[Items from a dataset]
* * *

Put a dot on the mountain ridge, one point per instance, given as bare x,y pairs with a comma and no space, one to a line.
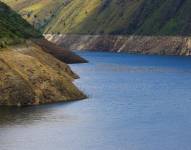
114,17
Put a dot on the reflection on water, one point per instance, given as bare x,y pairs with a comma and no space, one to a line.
135,102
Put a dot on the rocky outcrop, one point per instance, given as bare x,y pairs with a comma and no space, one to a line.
163,45
60,53
29,76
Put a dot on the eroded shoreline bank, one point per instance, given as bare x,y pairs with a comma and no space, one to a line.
161,45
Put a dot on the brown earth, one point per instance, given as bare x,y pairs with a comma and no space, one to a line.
30,76
161,45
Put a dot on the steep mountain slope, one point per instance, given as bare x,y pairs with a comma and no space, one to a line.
29,75
140,17
13,28
38,12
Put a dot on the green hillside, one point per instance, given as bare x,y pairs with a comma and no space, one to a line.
13,28
141,17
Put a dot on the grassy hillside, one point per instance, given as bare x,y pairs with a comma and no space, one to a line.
13,28
29,75
140,17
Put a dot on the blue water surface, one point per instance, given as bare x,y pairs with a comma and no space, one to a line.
136,102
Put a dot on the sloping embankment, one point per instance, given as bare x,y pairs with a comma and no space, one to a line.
162,45
29,76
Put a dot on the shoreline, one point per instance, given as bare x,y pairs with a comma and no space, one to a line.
151,45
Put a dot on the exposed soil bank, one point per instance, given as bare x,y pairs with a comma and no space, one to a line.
162,45
30,76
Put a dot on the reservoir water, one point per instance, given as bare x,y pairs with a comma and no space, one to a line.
136,102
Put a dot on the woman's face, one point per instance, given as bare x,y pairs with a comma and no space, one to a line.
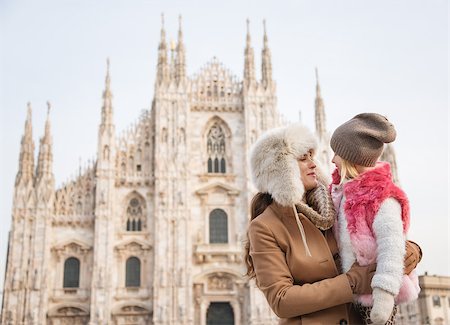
308,171
337,161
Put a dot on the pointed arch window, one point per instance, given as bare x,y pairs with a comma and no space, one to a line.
218,227
71,273
216,150
135,215
220,313
133,272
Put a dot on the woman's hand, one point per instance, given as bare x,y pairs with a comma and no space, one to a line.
360,278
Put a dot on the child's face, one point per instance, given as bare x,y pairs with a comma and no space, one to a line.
337,161
307,171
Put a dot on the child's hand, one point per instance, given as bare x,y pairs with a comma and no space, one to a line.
383,304
413,256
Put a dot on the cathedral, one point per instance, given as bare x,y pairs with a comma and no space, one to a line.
152,231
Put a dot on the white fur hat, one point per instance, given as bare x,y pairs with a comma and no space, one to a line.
273,162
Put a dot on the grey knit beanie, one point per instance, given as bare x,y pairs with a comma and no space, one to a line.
361,139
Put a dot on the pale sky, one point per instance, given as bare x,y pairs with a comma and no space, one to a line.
389,57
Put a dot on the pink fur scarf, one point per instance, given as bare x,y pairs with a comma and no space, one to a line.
364,196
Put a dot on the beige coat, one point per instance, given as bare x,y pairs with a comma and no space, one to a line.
300,289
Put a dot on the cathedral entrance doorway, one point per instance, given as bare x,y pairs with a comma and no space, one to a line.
220,313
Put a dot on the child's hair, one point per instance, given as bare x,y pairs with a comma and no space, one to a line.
348,170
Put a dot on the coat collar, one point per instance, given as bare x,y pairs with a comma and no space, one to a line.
282,211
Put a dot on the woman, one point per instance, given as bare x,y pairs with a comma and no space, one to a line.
291,250
373,214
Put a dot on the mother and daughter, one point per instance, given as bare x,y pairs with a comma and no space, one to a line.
330,254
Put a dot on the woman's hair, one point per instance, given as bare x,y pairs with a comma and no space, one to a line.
259,203
348,170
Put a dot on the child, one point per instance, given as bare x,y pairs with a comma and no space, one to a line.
372,215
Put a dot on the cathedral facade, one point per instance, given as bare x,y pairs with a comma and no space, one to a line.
151,232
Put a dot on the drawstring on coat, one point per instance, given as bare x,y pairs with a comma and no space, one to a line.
302,231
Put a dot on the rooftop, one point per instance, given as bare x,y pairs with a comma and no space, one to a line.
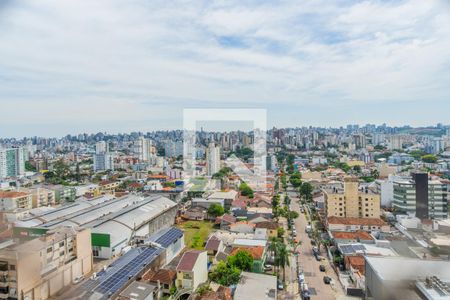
256,286
356,221
357,235
188,260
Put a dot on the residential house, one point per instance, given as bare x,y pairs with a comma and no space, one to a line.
272,228
225,221
214,245
192,270
194,213
242,227
354,224
165,277
259,256
352,237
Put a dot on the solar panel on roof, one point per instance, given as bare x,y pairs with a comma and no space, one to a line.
127,271
169,237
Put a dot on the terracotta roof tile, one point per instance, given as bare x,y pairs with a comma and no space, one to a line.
356,221
256,251
188,260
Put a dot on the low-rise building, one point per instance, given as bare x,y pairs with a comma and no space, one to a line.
41,267
256,286
354,224
351,201
12,201
192,270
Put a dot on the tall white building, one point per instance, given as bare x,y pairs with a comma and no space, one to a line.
173,148
396,142
12,162
212,159
104,161
101,147
142,147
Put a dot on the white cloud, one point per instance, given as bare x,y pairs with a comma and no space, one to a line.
141,54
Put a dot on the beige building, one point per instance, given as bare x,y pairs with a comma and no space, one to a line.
41,196
352,201
11,201
41,267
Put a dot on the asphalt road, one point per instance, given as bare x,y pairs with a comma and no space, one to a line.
308,263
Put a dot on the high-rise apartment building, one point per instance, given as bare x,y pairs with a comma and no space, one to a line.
142,148
173,148
101,147
41,267
352,201
104,161
212,159
12,162
419,196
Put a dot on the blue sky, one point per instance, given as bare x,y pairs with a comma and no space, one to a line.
117,66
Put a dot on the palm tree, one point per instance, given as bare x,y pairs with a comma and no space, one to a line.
273,248
283,259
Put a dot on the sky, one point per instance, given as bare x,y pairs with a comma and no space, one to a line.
73,66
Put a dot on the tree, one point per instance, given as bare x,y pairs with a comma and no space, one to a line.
306,190
246,190
242,260
296,179
225,274
280,232
282,258
216,210
293,215
429,158
29,167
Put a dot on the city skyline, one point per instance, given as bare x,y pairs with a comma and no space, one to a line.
109,66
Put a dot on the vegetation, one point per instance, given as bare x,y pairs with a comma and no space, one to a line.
417,154
242,260
305,191
429,158
281,254
243,153
246,190
216,210
296,179
29,167
225,274
196,233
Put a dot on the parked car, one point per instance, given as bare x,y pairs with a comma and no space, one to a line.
280,285
267,268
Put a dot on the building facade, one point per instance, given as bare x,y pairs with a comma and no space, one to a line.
12,162
352,202
421,197
40,268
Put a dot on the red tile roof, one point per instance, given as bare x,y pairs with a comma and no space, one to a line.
267,225
162,275
188,260
356,221
12,194
357,262
345,235
256,252
213,243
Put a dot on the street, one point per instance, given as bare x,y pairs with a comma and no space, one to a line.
308,263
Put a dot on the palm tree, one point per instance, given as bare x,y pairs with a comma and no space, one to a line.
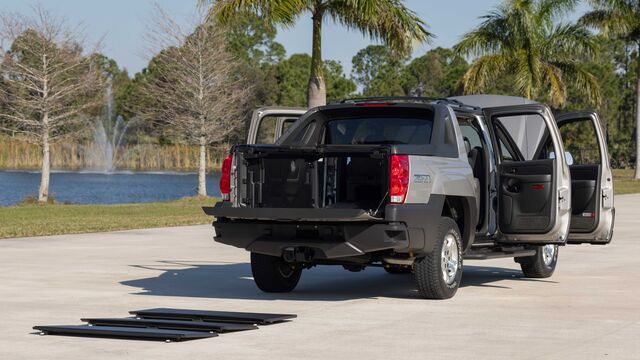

* * *

**Your objective**.
Please reproduce all of the data above word for word, omitting the pictures.

**Solution below**.
Put a dot on the mountain ridge, one point per instance, given as bare x,y pairs with a comma and no space, one to a line.
114,17
Put a dot on the reflection on water, one point per instance, given as bare x,y pairs with a comma and no space, one to a line.
135,102
Put a dot on the rocky outcrop, one point per instance, given as bare x,y pairs with a comma and no space, one to a line.
163,45
60,53
29,76
Put a dot on the eroded shoreline bank, one point per instance, given as bare x,y pairs with a comma and no space, one to a line.
161,45
Put a dot on the brown earth, one point per instance, given as bare x,y pairs with a comma and no space, one to a line.
30,76
161,45
Put a dot on the steep mountain slope, one point per instance, given as bare x,y pairs with a comma and no space, one to a line.
29,75
140,17
13,28
38,12
Put a dot on the green hillside, one point per instance, given as bare x,y pairs with a comma and no space, one to a line.
13,28
141,17
Put a dot on the grassy hillside, one point per instance, given as bare x,y pairs with a comma and no space, one to a line.
13,28
29,75
140,17
Put a dot on the blue water surface, one point per instance, given as bare x,y pairs with a comma and no space, one to a line.
136,102
Put a dot on the sloping embankment, one point per instance, given as bare x,y pairs with a comma and no space, one to a line.
162,45
29,76
Put a dot on the shoreline, one point per instance, given as bare x,y pairs with a comma and no space, one to a line.
151,45
Put a dot on the exposed soil bank, one point per instance, given as bare x,y pairs with a comma and no space, one to a line.
162,45
30,76
Put a dot on the reservoir water, one point per instance, given as bare x,y pairs with a comma and no space, one to a line.
136,102
Put a dot on the woman's face, one point per instance, given as bare x,y pairs with a comma and no space, one to a line.
308,171
337,161
Put a dot on the pointed arch window, one point per instance, given as bare x,y pairs with a comma and no space, one to a line.
218,227
71,273
216,150
135,215
220,313
133,272
Put a dot on the woman's hand, one point per instance, given as bare x,y pairs with a comma and no space, one to a line.
360,278
Put a dot on the child's face, one point per instance, given as bare x,y pairs with a comma and no space, one to a line.
337,161
307,171
Put a dot on the child's hand, one point per instance, given as bare x,y pairs with a comma and no space, one to a line.
383,304
413,256
Put a dot on the cathedral, one point per instance, given as bare x,y pairs with a comma and no space, one to a line.
152,231
Put a dot on the white fur hat, one point per instance, given as bare x,y pairs with a comma and no space, one to a line.
273,162
Put a dot on the grey knit beanie, one point per instance, given as bare x,y pairs with a comma and no space, one to a line.
361,139
Put a dot on the pale sky, one point per instance, given as bare x,y pairs with a comma and no space, one to a line.
389,57
Put a dot on the pink fur scarf, one point per instance, given as bare x,y pairs with a comma and no space, one to a line.
364,196
Put a dot on the beige coat, one point per instance, given as bare x,y pairs with a comma and no space, one to a line.
300,289
Put a dot on the cathedral entrance doorway, one point per instance, given as bare x,y pairs with a comma and no space, one to a line.
220,313
Put a dot on the child's hair, one point per instance, given as bare x,y pairs with a comma and no space, one to a line.
348,170
Put a dot on the coat collar, one point per instance, given as bare x,y pairs with a comma and no space, one to a line.
282,211
Put a dot on the woman, one point per instance, given as bare x,y pairs with a comma and no space, one to a line.
291,250
373,214
Put a dot on the mother and daughter, one point per instance, given as bare x,y pairs with a comma and no space, one to a line.
330,254
Put a dot on the woman's hair, one point per instance, given as bare x,y pairs with a comma and no space, one to a line.
259,203
348,170
Put a dot on the child, one point per instance, given as bare x,y pairs with a comma and no space, one to a line.
372,215
Put a dot on the cathedral facade, one point per instance, given as bare x,y pairs with a comma and no space, one to a line.
151,232
Put a dot on the drawstring on coat, one point per instance, given as bare x,y pairs with a comma and no space, one to a line.
302,231
Put a dot on the rooftop, one point per instance, given as bare x,y pairs with a comma and no space, one to a line.
256,286
356,221
357,235
188,260
Put a dot on the residential house, one point per instance, given as bare x,y pairs with a comma and no space, one to a line.
272,228
225,221
214,245
192,270
194,213
242,227
354,224
165,277
259,256
352,237
Put a dot on the solar panel on roof, one point per instance, given as bare x,y pairs with a comma and no space, one to a line.
127,271
169,237
Put a dot on the terracotta roof tile, one point per instance, given as bare x,y pairs with a comma and no space, one to a line.
356,221
256,251
188,260
Put a dot on the low-rise building, one point per instance, given as bare x,y pairs with a comma and no space, one to a line.
41,267
256,286
354,224
351,201
12,201
192,270
Put a dot on the tall white building, one point per instance, given as bare x,y pairs with a comma and no space, one to a line.
173,148
396,142
12,162
212,159
104,161
101,147
142,147
Put a dot on the white cloud, one point per instance, given as bare x,y pairs with a comma and no space, one to a line.
141,54
Put a dot on the beige building, one point per instance, given as bare x,y pairs with a comma and no space, one to a line.
41,196
352,201
11,201
41,267
Put a dot on the asphalt road, one point per instance, given as bare x,y pairs with a comma and no space, one to a line.
308,263
Put a dot on the high-rise apartment building, one point per instance, given as bare x,y pairs with a comma and no space, one to a line.
142,148
173,148
101,147
41,267
352,201
104,161
212,159
12,162
419,196
Put a dot on the blue sky, one point per instance, given as bare x,y pairs with a comma and no space, one to a line.
117,66
Put a dot on the palm tree, one point per instance, given as bare x,y pairs with a comma and no space, one to a line.
273,248
283,259
Put a dot on the sky, one point per instance, given as bare x,y pairs with a comma and no space, one to a line.
73,66
Put a dot on the tree, one point per instance, given as bare x,y pairs with a comma and no space, one to a line.
306,190
246,190
242,260
296,179
225,274
280,232
282,258
216,210
293,215
429,158
29,167
Put a dot on the city skyline, one point per instance, given as bare x,y pairs with a comma and no space, one to a line.
109,66
Put a dot on the vegetation, one point per instance, given as bare x,y pairs with a comma and no space, one to a line.
417,154
242,260
305,191
429,158
281,254
243,153
246,190
216,210
296,179
29,167
225,274
196,233
Put a dot on the parked car, one point per instance, given as bare x,y pairs with a comma and no space, one to a line.
280,285
267,268
Put a dot on the building facade, one point per instance, given as bare x,y pairs with a comma and no space, one to a line.
12,162
352,202
421,197
40,268
Put a dot on the red tile roof, one point per instance, given as bare x,y pairs with a comma and no space, one to a line.
267,225
162,275
188,260
356,221
12,194
357,262
345,235
256,252
213,243
Put a dot on the street, one point per instance, given as bare x,y pairs with a comma and no space, one to a line.
308,263
Put a dot on the palm tree, one point per instance, given as bare x,y pairs with a comma and no space, one to a line.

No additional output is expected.